* **EXERCISE BRIEF**
Among the records below, which lines contain the string "flower"? Report them.

* **DATASET CONTENT**
--- START ---

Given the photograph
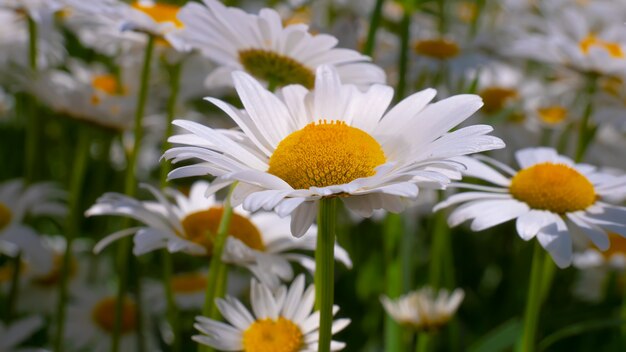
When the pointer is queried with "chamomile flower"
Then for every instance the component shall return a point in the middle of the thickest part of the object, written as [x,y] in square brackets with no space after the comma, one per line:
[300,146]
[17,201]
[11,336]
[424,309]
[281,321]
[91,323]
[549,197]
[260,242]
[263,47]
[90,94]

--- END ---
--- START ---

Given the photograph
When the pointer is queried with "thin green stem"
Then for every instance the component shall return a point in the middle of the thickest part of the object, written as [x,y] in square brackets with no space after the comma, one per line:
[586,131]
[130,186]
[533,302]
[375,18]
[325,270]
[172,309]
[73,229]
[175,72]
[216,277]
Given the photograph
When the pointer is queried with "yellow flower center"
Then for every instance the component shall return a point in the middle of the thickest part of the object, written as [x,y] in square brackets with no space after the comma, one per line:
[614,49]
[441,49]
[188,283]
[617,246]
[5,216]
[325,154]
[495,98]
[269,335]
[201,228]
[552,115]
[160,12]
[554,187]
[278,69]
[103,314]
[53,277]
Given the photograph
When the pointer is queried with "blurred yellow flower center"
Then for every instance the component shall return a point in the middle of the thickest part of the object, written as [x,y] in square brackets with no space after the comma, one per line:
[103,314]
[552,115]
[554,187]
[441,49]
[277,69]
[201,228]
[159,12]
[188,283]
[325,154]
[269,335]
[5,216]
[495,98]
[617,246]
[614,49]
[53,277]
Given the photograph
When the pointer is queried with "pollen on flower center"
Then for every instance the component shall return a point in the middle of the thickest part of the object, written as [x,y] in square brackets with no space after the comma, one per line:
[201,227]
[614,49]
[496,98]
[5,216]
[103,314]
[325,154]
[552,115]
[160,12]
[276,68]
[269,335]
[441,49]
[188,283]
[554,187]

--- END ---
--- START ---

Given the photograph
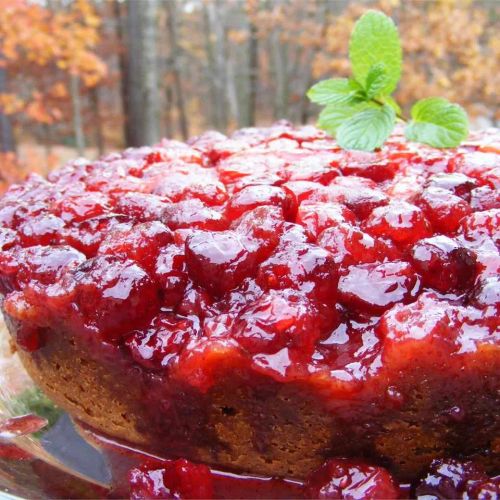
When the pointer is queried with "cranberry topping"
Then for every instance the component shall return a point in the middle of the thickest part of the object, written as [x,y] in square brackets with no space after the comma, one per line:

--- END ---

* **SOLUTION FOR THIS PROBLEM**
When the pointer is queried with "chamomile flower"
When the pointer is queried with "yellow flower center"
When the pointer is queried with "blurred yellow flower center"
When the pointer is queried with "pollen on flower center"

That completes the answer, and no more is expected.